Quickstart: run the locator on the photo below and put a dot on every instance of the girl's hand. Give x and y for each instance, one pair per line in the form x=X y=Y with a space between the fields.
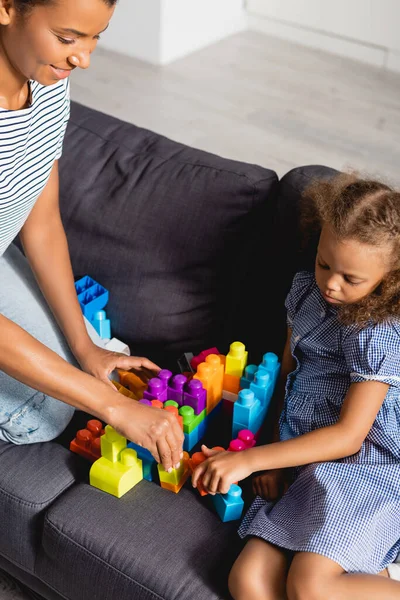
x=100 y=363
x=272 y=485
x=220 y=470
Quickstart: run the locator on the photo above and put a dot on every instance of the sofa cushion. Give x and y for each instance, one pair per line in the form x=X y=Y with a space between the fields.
x=289 y=255
x=31 y=478
x=149 y=544
x=174 y=233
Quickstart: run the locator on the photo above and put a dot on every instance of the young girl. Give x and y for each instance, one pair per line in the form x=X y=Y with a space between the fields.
x=43 y=343
x=336 y=529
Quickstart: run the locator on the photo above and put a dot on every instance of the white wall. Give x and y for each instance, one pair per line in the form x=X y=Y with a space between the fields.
x=160 y=31
x=366 y=30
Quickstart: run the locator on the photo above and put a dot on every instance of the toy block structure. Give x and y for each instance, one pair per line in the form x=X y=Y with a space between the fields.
x=118 y=469
x=229 y=506
x=149 y=463
x=92 y=296
x=87 y=441
x=123 y=390
x=175 y=480
x=196 y=459
x=132 y=382
x=236 y=359
x=102 y=324
x=201 y=357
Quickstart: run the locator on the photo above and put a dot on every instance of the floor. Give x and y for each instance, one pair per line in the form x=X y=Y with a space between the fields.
x=256 y=99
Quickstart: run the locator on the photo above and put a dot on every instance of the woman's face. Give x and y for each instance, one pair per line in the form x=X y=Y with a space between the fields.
x=50 y=41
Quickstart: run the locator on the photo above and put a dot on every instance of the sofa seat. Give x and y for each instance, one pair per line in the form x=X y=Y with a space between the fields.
x=149 y=544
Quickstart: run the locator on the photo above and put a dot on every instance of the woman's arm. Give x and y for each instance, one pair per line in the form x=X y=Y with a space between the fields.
x=27 y=360
x=342 y=439
x=45 y=245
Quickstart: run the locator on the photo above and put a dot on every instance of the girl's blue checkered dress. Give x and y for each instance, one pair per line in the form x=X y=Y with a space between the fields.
x=347 y=510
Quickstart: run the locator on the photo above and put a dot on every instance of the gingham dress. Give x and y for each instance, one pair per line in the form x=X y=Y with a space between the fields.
x=349 y=509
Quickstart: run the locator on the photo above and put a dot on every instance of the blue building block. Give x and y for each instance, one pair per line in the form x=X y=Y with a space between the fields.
x=229 y=506
x=263 y=387
x=270 y=364
x=248 y=376
x=92 y=296
x=149 y=463
x=248 y=413
x=102 y=324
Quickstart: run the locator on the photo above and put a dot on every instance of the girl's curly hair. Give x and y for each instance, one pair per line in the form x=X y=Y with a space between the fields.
x=24 y=7
x=368 y=212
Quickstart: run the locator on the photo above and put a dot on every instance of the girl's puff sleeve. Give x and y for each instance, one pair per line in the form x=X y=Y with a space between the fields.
x=373 y=353
x=300 y=286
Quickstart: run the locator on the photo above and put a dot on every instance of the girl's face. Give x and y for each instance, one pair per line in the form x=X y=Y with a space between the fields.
x=346 y=270
x=50 y=41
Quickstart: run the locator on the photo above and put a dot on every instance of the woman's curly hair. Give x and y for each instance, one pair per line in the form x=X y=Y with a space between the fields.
x=368 y=212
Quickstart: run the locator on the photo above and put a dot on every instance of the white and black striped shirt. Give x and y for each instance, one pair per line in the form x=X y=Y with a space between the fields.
x=30 y=141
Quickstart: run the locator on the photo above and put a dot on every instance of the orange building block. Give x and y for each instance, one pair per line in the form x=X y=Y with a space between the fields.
x=87 y=441
x=231 y=383
x=131 y=381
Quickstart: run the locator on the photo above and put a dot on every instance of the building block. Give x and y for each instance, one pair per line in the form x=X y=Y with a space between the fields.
x=92 y=296
x=231 y=384
x=270 y=364
x=123 y=390
x=87 y=441
x=195 y=395
x=248 y=412
x=217 y=379
x=149 y=463
x=184 y=363
x=196 y=459
x=247 y=437
x=117 y=477
x=116 y=345
x=229 y=506
x=263 y=388
x=112 y=443
x=248 y=376
x=133 y=382
x=236 y=359
x=204 y=374
x=156 y=390
x=102 y=324
x=201 y=357
x=175 y=388
x=175 y=480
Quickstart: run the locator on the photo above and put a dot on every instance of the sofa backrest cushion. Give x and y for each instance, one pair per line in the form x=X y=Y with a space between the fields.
x=177 y=235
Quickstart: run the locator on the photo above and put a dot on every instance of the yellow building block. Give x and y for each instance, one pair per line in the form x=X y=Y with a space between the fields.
x=117 y=478
x=174 y=481
x=236 y=359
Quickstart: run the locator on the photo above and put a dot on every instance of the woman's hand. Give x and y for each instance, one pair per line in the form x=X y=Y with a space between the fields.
x=101 y=363
x=271 y=485
x=153 y=428
x=220 y=470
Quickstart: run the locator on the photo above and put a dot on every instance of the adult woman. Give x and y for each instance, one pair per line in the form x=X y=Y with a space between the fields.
x=41 y=42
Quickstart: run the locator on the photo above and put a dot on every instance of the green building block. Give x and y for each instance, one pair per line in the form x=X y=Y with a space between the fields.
x=190 y=420
x=112 y=444
x=117 y=477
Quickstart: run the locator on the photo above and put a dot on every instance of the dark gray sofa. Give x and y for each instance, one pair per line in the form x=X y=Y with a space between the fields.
x=196 y=251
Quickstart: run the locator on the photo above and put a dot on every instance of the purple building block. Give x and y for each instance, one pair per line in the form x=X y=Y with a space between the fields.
x=156 y=390
x=175 y=388
x=195 y=395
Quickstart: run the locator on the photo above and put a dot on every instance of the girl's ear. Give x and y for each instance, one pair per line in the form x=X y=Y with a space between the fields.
x=6 y=11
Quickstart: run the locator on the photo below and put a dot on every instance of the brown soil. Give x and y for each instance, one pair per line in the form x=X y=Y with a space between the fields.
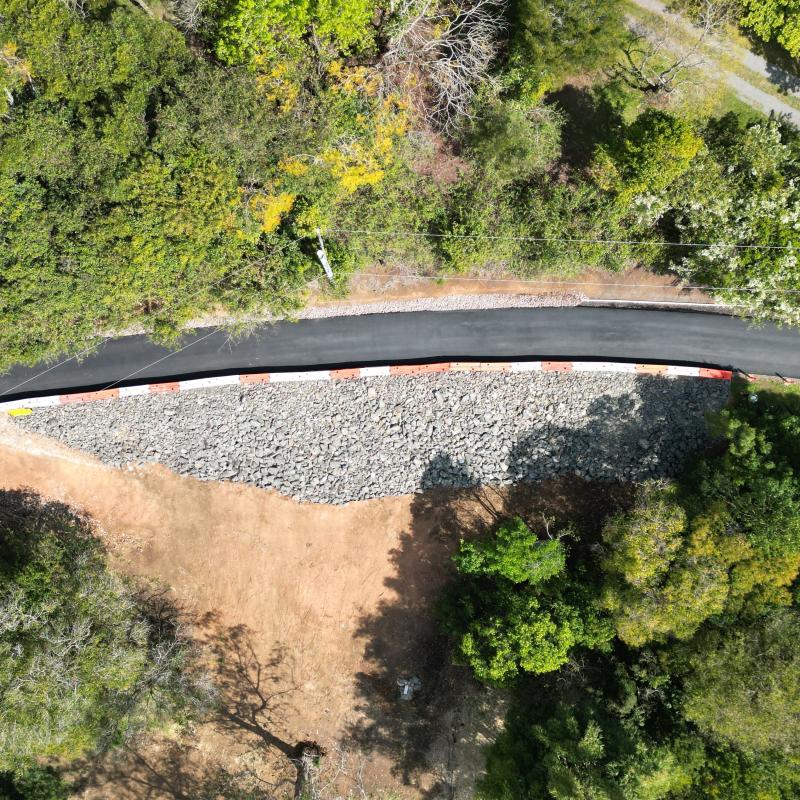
x=377 y=284
x=313 y=613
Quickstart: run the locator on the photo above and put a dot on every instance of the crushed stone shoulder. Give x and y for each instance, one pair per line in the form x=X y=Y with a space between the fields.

·····

Brief
Rewrite all of the items above with "put a dot on" changed to "place a marker on" wherever it occurs, and keep everything else the same. Leave the pictures out of your answer.

Solution for this task
Quickstart: run the locator on the photo below and place a marker on every instance of the girl's hand. Give x and y for each instance, one pair per line in the form x=X y=Y with a space between the fields.
x=100 y=363
x=272 y=485
x=220 y=470
Quickstart: run the locator on the photo above and place a marker on every instance of the sofa cushion. Give x and y for each instance, one pair per line in the form x=X y=Y with a space between the fields.
x=289 y=255
x=31 y=478
x=149 y=544
x=174 y=233
Quickstart: run the locator on the photo above and place a marker on every instance of the young girl. Give x and y for each instance, one pair per line in the form x=X y=Y with a space between the fields.
x=43 y=343
x=336 y=529
Quickstart: run the locator on the photo above and place a marker on every instance of the white wall. Give x and y for each instance, one pair per line in the form x=X y=Y with a space between the fields.
x=160 y=31
x=366 y=30
Quickstart: run the locator on the photo above and place a marker on every instance of the toy block structure. Give x and y for each instance, one pair per line in the form x=X y=Y with a space between the fields.
x=118 y=469
x=229 y=506
x=149 y=463
x=92 y=296
x=87 y=441
x=123 y=390
x=175 y=480
x=196 y=459
x=132 y=382
x=236 y=359
x=102 y=324
x=201 y=357
Quickstart: run the locator on the photo above and place a marker on every instance of the floor. Give x and y for each instance, one pair per line in the form x=X y=Y with a space between the fields.
x=256 y=99
Quickstart: run the locator on the photo above and place a marker on every instance of the woman's face. Give x and y for each instance, one pair per line in the form x=X y=Y with a space between the fields.
x=50 y=41
Quickstart: run the locator on the photo above and place a marker on every instance of the sofa seat. Give x and y for each instance, one pair per line in the form x=X y=Y with a space between the fields.
x=149 y=544
Quickstart: run the locator on the photo above and place a marker on every instance of the woman's arm. Give x and y for each instance, one pair per line in the form x=X y=Y with a space between the fields.
x=27 y=360
x=342 y=439
x=45 y=245
Quickstart: run the locator on the photo above and place a marker on every instance of the girl's blue checkered dress. Give x and y for each instance, one pair per line in the form x=X y=Y with a space between the fields.
x=347 y=510
Quickstart: run the locator on the photo above and place a marker on every instance of the gingham dress. Give x and y for each instance, one pair per line in the form x=X y=Y with a space between the fields.
x=349 y=509
Quickstart: run the locator on the photo above and place a marker on every instance of the blue building block. Give x and y for each instance, one pair per line in the form x=X y=Y with a space between the fields.
x=229 y=506
x=263 y=387
x=270 y=364
x=248 y=376
x=92 y=296
x=149 y=463
x=248 y=413
x=102 y=324
Quickstart: run the locator on the photo above and place a marker on every instance of the girl's curly hair. Give x and y for each instance, one pair per line in the form x=X y=Y with a space between the fields.
x=24 y=7
x=368 y=212
Quickstart: run the locator on the photo above and place a marker on every instance of the girl's puff sleeve. Give x and y for each instance, one pair per line in the form x=X y=Y with a space between the fields.
x=373 y=353
x=300 y=286
Quickstart: run the locator on the photo above and place a marker on every instance of the girl's face. Give x and y for each instance, one pair per line in the form x=X y=Y with a space between the fields.
x=346 y=270
x=50 y=41
Quickstart: run the locator on the photo above and place a marker on every instance of the woman's curly hair. Give x and y for each instance, one pair per line in the form x=X y=Y with a space between the fields.
x=368 y=212
Quickstart: run the locator on the photo above and place a marker on every instance of the white and black striped shirt. Give x and y for each instance, one pair per line in the form x=X y=Y with a space between the fields.
x=30 y=141
Quickstart: run the locator on the photo above and place a marker on every instance of the orange building block. Give x and y for each instance, one pair per line in the form x=X y=Y with a space between the fields.
x=87 y=441
x=231 y=383
x=131 y=381
Quickstart: run the locator on the photo above and place a marker on every instance of the building block. Give x and y for each instance, one pair per line in the form x=X y=Y with a space between the fields.
x=92 y=296
x=231 y=384
x=270 y=364
x=123 y=390
x=87 y=441
x=195 y=395
x=248 y=412
x=217 y=379
x=149 y=463
x=184 y=363
x=196 y=459
x=247 y=437
x=117 y=477
x=116 y=345
x=229 y=506
x=263 y=388
x=112 y=443
x=248 y=376
x=133 y=382
x=236 y=359
x=204 y=374
x=156 y=390
x=102 y=324
x=201 y=357
x=175 y=388
x=175 y=480
Quickstart: run the locator on the photo above and place a marker on every instance of the sofa backrest cushion. Give x and y for each instance, one pair per line in the form x=X y=Y with a space between the fields.
x=177 y=235
Quickstart: run the locator on the photo above and place a marker on every instance of the yellow building block. Give x and y for each instance, one pair per line in the form x=X y=Y with a space between the fields.
x=117 y=478
x=174 y=481
x=236 y=359
Quickstart: run the locator on the photo above and place a marker on every instance of the woman's hand. Give x and y for each instance, one pair per line in the form x=X y=Y with a space between the fields.
x=101 y=363
x=271 y=485
x=153 y=428
x=220 y=470
Quickstart: run the locator on the photo above and place a marker on every instance of the adult woman. Give x and y for each instance, one pair per line in the form x=X y=Y with a space between the fields.
x=41 y=42
Quickstart: run the locator on the photo above and place a marker on every instance of the green building block. Give x and y for each instance, one pair per line in the form x=X y=Y with a space between the fields.
x=190 y=420
x=112 y=444
x=117 y=477
Quickstart: run the locator on the photo above and place a marker on every instance of the dark gray sofa. Give x and y for each instance, one pair per line in the form x=X y=Y with a space between the fields.
x=196 y=251
Quickstart: run the locator on the photo above and place a marker on every instance of the purple building block. Give x and y for each instance, one pair per line in the form x=X y=Y with a space between the fields.
x=156 y=390
x=175 y=388
x=195 y=395
Quickstart: run the locator on the photo above and place a marker on every instance of the girl's ear. Give x and y for each instance, one pair per line in the form x=X y=Y with a space between the fields.
x=6 y=11
Quickstart: run the locator on the photo below and place a marker on every instance of the brown soil. Give x and y for each instance, one pair per line in the form x=X y=Y with a space between the fields.
x=377 y=284
x=313 y=613
Quickstart: run the locator on the photo above and place a marker on every instance of the crushed stone shoulder. Give x and y for each instance, one pair per line in the form x=X y=Y with a space between the fields.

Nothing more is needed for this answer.